### Challenge
Reproduce word for word the section of the album review below that starts with the words containing "The trio opens" and finishes with "a captivating groove.".

### Document passage
PI RECORDINGS, PI104

The Susceptible Now is the fourth album of American Tyshawn Sorey Trio, featuring drummer (and scholar, educator and winner of the Pulitzer Prize and MacArthur Foundation) Sorey, new double bass player Harish Raghavan (who replaced Matt Brewer), and pianist Aaron Diehl, all are composers and bandleaders in their own right.

As on previous albums of the trio, it offers thoughtful and extended covers of Sorey’s favorite pieces that he calls the «Living Great American Songbook». Sorey’s arrangements deconstruct these pieces through extraction and shuffling of sections, changing keys, harmonic sequences, and progressions while arranging them into unpredictable song forms, and making them his own. Sorey chooses not to take a solo, but his poetic playing suggests an imaginative commentary that subtly pushes the music forward and reins it back. The trio plays with an exquisite focus on every nuance, touch, or phrase as if each sound and note means the whole world.

The trio opens with a 15-minute, reflexive version of McCoy Tyner’s «Peresina» from his album Expansions (Blue Note, 1969). It was the first Tyner album Sorey was exposed to, and it spoke to him in a deeply spiritual way. The trio distills the melodic outlines of this classic, beautiful piece with great precision and a captivating groove.

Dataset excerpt
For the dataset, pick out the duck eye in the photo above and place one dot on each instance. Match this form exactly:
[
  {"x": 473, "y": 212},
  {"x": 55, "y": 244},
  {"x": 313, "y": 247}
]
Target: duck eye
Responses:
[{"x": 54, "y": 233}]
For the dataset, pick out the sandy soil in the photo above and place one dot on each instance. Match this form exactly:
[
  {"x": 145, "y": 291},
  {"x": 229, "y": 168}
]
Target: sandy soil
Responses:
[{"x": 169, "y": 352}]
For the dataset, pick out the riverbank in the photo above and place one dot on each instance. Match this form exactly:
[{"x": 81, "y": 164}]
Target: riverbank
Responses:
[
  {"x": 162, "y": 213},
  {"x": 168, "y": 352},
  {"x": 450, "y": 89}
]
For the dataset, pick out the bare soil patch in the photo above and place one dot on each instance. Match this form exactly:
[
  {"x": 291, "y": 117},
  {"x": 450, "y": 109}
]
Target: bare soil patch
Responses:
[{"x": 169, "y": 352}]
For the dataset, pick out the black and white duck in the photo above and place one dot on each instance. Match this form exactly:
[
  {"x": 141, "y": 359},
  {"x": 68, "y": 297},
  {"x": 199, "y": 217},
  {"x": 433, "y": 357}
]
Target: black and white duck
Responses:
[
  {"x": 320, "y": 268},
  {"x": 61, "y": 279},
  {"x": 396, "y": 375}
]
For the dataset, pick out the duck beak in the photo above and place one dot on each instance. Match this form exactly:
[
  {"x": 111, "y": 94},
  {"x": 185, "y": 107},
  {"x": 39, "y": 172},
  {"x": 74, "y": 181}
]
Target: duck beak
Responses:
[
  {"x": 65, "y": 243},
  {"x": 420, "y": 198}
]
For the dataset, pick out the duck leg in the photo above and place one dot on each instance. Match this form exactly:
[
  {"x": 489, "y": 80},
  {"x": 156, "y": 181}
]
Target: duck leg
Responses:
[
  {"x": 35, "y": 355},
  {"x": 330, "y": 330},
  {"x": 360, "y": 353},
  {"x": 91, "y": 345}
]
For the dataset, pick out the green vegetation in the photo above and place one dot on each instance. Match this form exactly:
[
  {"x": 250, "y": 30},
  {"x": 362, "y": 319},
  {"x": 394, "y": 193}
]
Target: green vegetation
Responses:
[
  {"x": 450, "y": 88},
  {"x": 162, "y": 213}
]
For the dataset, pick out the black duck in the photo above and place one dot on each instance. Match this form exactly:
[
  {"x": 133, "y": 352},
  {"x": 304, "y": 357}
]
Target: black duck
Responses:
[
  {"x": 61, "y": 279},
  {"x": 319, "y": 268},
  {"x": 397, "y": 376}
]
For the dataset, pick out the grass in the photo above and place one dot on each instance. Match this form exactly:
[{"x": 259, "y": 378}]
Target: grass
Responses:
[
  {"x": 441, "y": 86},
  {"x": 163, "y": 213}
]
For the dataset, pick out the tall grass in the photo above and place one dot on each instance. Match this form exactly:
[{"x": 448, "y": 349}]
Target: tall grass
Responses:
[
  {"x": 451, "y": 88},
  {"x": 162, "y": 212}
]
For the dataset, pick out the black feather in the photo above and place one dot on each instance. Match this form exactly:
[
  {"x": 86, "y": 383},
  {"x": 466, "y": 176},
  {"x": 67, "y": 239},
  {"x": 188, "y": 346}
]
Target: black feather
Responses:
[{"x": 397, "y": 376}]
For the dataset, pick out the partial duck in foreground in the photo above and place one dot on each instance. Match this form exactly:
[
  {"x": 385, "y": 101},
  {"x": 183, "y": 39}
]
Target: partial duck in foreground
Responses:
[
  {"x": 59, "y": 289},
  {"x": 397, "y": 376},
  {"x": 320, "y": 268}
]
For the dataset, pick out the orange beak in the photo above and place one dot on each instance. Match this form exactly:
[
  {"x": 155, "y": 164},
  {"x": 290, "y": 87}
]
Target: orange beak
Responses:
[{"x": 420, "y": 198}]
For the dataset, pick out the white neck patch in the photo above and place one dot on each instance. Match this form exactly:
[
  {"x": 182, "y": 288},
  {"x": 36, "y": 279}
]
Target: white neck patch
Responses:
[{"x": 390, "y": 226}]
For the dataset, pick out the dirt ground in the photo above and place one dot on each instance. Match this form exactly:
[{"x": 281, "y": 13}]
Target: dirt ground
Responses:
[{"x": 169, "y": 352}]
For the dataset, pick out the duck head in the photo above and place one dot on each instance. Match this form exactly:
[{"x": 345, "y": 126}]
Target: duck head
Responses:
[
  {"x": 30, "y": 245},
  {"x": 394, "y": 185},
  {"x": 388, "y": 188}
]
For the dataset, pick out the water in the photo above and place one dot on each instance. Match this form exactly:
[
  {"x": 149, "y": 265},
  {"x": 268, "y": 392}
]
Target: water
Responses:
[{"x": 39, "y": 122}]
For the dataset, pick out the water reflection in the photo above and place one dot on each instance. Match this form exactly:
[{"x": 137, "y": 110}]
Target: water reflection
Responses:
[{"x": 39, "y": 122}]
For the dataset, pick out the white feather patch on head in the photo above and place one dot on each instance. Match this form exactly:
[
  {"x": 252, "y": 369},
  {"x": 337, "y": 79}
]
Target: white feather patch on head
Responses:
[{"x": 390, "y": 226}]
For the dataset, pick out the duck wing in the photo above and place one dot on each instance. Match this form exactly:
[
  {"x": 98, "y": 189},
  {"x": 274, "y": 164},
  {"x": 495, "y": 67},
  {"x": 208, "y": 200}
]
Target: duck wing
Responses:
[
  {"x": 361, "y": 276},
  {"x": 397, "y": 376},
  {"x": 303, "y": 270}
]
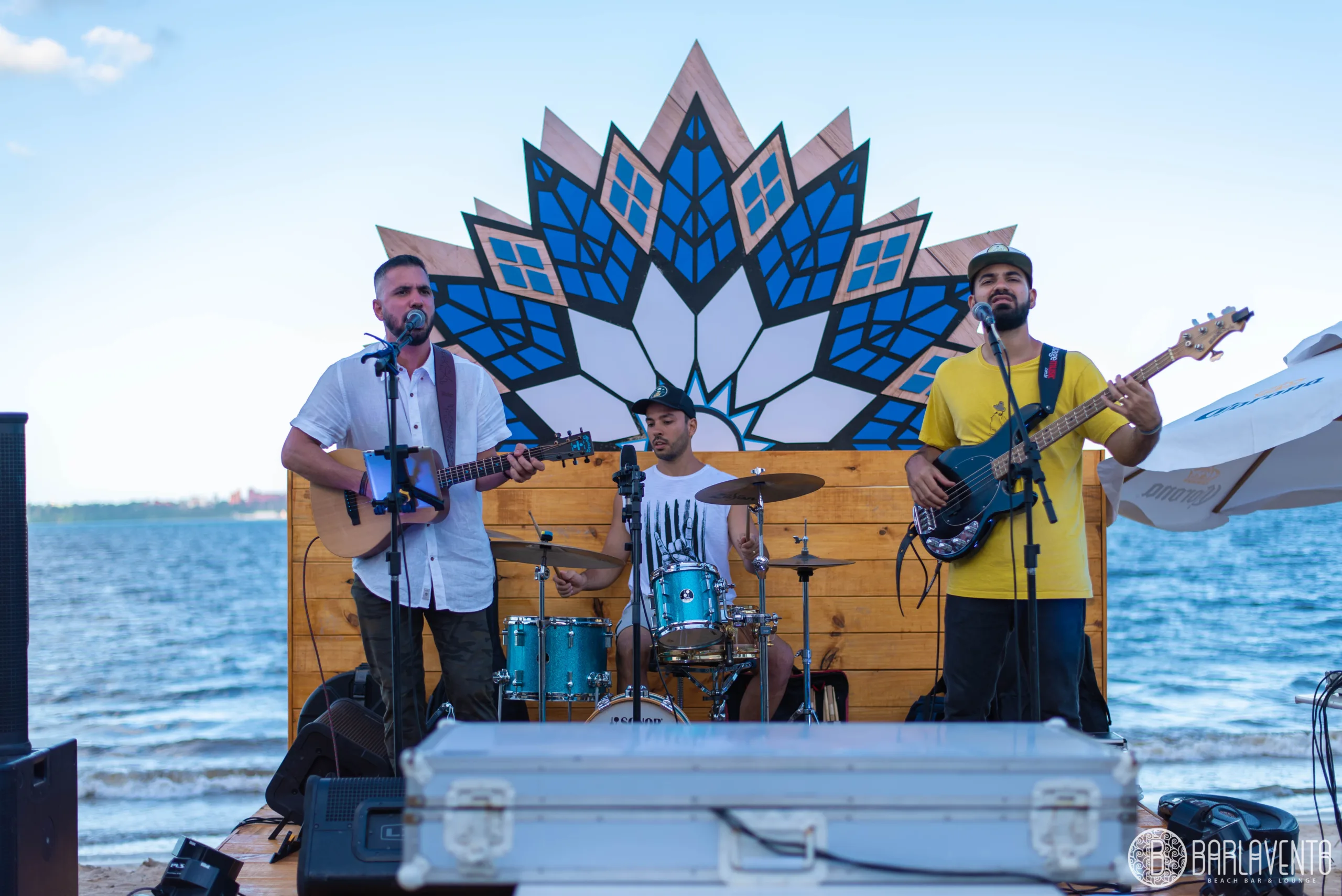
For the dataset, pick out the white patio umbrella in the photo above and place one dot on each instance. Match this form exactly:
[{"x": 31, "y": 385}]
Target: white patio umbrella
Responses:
[{"x": 1274, "y": 445}]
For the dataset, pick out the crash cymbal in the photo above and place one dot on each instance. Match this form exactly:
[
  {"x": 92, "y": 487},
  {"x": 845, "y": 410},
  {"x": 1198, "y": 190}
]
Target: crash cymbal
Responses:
[
  {"x": 552, "y": 554},
  {"x": 746, "y": 490},
  {"x": 807, "y": 561}
]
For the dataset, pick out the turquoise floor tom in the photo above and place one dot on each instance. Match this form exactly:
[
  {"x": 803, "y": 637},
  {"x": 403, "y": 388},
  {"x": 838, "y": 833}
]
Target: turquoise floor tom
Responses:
[{"x": 576, "y": 668}]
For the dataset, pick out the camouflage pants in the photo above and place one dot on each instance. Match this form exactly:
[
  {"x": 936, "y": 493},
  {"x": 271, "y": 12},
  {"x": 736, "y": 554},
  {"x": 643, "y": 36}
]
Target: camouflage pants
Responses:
[{"x": 465, "y": 648}]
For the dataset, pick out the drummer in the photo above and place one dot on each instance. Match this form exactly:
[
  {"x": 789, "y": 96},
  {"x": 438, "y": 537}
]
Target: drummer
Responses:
[{"x": 677, "y": 529}]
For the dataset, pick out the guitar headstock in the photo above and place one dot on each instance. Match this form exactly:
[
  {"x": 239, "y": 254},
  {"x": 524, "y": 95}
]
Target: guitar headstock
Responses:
[
  {"x": 1200, "y": 340},
  {"x": 567, "y": 448}
]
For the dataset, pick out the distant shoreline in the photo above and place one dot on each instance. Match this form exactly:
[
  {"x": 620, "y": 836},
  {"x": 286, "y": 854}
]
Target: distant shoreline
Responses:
[{"x": 154, "y": 512}]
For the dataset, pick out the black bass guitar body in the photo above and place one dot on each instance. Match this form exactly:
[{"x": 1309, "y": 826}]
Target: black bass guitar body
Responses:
[{"x": 977, "y": 499}]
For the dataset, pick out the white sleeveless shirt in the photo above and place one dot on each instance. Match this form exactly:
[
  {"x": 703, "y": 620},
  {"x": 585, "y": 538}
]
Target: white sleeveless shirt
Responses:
[{"x": 678, "y": 529}]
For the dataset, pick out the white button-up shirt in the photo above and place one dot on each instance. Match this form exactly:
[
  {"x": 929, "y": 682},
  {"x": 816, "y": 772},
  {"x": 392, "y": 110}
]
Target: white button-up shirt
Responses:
[{"x": 449, "y": 560}]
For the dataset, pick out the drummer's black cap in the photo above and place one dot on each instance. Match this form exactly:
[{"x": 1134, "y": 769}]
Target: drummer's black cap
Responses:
[{"x": 669, "y": 396}]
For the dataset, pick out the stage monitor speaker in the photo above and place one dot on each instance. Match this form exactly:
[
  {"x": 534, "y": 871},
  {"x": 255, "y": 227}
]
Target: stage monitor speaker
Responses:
[
  {"x": 359, "y": 742},
  {"x": 39, "y": 834},
  {"x": 352, "y": 837}
]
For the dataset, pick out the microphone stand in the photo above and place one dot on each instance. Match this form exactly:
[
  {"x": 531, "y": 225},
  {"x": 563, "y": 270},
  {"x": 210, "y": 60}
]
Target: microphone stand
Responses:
[
  {"x": 387, "y": 366},
  {"x": 1030, "y": 472},
  {"x": 630, "y": 481}
]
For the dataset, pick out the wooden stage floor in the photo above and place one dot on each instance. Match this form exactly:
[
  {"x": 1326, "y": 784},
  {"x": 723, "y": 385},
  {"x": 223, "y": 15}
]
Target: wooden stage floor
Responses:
[{"x": 253, "y": 847}]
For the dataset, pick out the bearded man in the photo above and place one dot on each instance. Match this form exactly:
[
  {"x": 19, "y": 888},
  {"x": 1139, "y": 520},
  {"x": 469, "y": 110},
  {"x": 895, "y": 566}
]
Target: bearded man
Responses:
[
  {"x": 447, "y": 575},
  {"x": 967, "y": 405}
]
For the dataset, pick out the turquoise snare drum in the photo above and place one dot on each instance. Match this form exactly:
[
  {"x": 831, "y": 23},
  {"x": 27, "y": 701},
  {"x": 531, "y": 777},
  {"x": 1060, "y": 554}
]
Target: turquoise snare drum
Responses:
[
  {"x": 688, "y": 606},
  {"x": 575, "y": 664}
]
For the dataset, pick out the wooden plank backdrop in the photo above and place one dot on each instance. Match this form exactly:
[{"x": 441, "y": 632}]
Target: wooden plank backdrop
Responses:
[{"x": 861, "y": 514}]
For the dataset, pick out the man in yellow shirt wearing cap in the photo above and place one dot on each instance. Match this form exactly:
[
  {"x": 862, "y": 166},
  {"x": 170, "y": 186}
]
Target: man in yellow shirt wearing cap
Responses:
[{"x": 967, "y": 405}]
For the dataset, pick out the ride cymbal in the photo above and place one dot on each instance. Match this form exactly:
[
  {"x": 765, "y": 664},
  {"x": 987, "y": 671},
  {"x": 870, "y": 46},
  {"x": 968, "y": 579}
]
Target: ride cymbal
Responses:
[
  {"x": 552, "y": 554},
  {"x": 807, "y": 561},
  {"x": 749, "y": 489}
]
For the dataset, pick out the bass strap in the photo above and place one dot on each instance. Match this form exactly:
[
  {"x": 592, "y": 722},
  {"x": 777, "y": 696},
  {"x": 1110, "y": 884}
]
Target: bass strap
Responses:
[
  {"x": 445, "y": 377},
  {"x": 1051, "y": 365}
]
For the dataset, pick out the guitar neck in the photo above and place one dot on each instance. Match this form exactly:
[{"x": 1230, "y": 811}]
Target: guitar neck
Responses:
[
  {"x": 450, "y": 477},
  {"x": 1078, "y": 415}
]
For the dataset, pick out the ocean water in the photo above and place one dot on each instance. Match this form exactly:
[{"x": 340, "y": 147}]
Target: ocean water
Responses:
[{"x": 161, "y": 648}]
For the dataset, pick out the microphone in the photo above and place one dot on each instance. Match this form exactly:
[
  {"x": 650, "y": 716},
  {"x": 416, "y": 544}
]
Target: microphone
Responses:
[{"x": 414, "y": 321}]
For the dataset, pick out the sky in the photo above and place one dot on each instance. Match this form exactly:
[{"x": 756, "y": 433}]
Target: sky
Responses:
[{"x": 188, "y": 192}]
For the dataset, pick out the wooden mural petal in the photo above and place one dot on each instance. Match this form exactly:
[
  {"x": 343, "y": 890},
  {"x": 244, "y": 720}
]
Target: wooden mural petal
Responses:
[
  {"x": 697, "y": 78},
  {"x": 825, "y": 149},
  {"x": 561, "y": 143},
  {"x": 439, "y": 258}
]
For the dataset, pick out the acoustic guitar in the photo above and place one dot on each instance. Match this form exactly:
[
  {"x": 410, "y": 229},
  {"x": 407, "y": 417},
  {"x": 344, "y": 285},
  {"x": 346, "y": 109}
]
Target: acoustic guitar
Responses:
[
  {"x": 349, "y": 525},
  {"x": 980, "y": 495}
]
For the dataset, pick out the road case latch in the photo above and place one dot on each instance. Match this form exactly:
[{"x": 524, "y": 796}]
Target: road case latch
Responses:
[
  {"x": 478, "y": 824},
  {"x": 1065, "y": 823}
]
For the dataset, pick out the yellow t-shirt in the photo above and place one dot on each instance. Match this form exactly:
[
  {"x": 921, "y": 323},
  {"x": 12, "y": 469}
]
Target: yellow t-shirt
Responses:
[{"x": 967, "y": 405}]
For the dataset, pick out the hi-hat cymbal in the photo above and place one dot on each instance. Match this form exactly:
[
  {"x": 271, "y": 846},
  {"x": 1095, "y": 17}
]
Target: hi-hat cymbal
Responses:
[
  {"x": 807, "y": 561},
  {"x": 552, "y": 554},
  {"x": 748, "y": 489}
]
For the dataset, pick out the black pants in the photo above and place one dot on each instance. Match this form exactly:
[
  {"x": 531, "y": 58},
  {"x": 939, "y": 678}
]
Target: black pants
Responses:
[
  {"x": 465, "y": 650},
  {"x": 977, "y": 636}
]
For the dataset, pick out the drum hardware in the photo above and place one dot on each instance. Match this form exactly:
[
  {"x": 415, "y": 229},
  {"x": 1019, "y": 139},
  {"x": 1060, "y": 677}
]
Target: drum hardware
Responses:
[
  {"x": 545, "y": 554},
  {"x": 806, "y": 564},
  {"x": 752, "y": 491}
]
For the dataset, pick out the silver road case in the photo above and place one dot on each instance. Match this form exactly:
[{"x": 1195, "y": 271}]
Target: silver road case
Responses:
[{"x": 675, "y": 805}]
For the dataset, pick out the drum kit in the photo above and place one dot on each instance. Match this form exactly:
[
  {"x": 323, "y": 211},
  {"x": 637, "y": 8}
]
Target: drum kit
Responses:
[{"x": 694, "y": 630}]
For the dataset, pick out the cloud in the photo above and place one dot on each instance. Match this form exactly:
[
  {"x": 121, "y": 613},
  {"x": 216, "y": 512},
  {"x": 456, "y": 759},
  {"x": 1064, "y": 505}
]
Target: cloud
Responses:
[{"x": 117, "y": 51}]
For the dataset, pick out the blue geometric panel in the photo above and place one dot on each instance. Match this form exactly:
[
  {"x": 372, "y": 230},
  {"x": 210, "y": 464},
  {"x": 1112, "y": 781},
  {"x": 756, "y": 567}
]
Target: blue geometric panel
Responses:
[
  {"x": 888, "y": 424},
  {"x": 696, "y": 230},
  {"x": 800, "y": 262},
  {"x": 870, "y": 342},
  {"x": 521, "y": 341},
  {"x": 592, "y": 256}
]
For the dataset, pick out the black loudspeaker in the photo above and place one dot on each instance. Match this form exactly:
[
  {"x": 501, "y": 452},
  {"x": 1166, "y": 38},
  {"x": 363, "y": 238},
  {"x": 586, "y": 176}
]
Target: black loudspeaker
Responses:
[
  {"x": 352, "y": 837},
  {"x": 39, "y": 836},
  {"x": 359, "y": 742},
  {"x": 39, "y": 849}
]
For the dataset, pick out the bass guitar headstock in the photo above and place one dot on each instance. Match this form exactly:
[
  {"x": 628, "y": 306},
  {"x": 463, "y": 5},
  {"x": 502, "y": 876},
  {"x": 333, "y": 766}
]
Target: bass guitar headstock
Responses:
[
  {"x": 1200, "y": 340},
  {"x": 567, "y": 448}
]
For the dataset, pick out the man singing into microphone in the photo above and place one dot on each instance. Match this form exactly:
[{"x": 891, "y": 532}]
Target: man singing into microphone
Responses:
[
  {"x": 967, "y": 405},
  {"x": 447, "y": 575}
]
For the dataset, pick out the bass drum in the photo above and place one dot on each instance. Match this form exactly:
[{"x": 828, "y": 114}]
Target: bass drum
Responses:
[{"x": 655, "y": 710}]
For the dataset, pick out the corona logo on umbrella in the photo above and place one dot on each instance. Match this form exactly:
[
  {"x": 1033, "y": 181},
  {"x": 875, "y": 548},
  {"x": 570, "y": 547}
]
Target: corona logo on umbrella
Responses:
[{"x": 739, "y": 272}]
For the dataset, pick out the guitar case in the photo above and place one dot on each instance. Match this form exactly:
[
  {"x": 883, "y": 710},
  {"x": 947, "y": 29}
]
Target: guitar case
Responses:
[{"x": 1053, "y": 364}]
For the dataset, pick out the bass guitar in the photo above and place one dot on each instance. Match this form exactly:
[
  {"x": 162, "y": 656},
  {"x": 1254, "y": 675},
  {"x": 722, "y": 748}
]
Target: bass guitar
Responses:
[
  {"x": 981, "y": 496},
  {"x": 349, "y": 525}
]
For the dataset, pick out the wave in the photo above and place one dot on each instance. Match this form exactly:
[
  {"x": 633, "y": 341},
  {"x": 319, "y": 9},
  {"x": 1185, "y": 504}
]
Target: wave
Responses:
[
  {"x": 172, "y": 784},
  {"x": 1208, "y": 746}
]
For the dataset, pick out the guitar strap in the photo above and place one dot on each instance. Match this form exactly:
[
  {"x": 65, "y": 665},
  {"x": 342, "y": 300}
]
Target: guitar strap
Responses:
[
  {"x": 445, "y": 377},
  {"x": 1053, "y": 364}
]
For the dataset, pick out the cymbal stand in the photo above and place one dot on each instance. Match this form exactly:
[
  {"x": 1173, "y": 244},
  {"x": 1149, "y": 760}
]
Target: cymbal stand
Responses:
[
  {"x": 543, "y": 573},
  {"x": 806, "y": 711},
  {"x": 760, "y": 565}
]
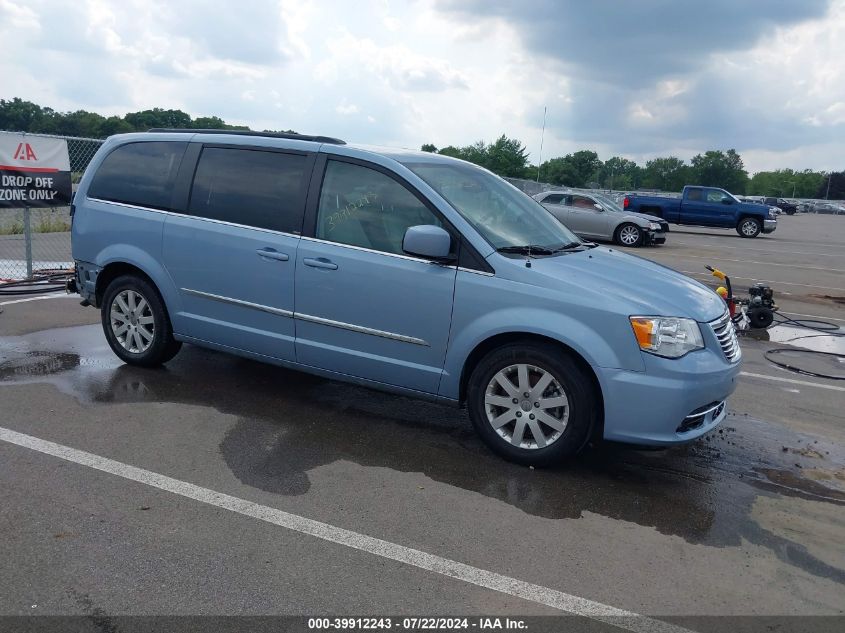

### Final answer
The trio opens with a 15-minute, reflexive version of McCoy Tyner’s «Peresina» from his album Expansions (Blue Note, 1969). It was the first Tyner album Sorey was exposed to, and it spoke to him in a deeply spiritual way. The trio distills the melodic outlines of this classic, beautiful piece with great precision and a captivating groove.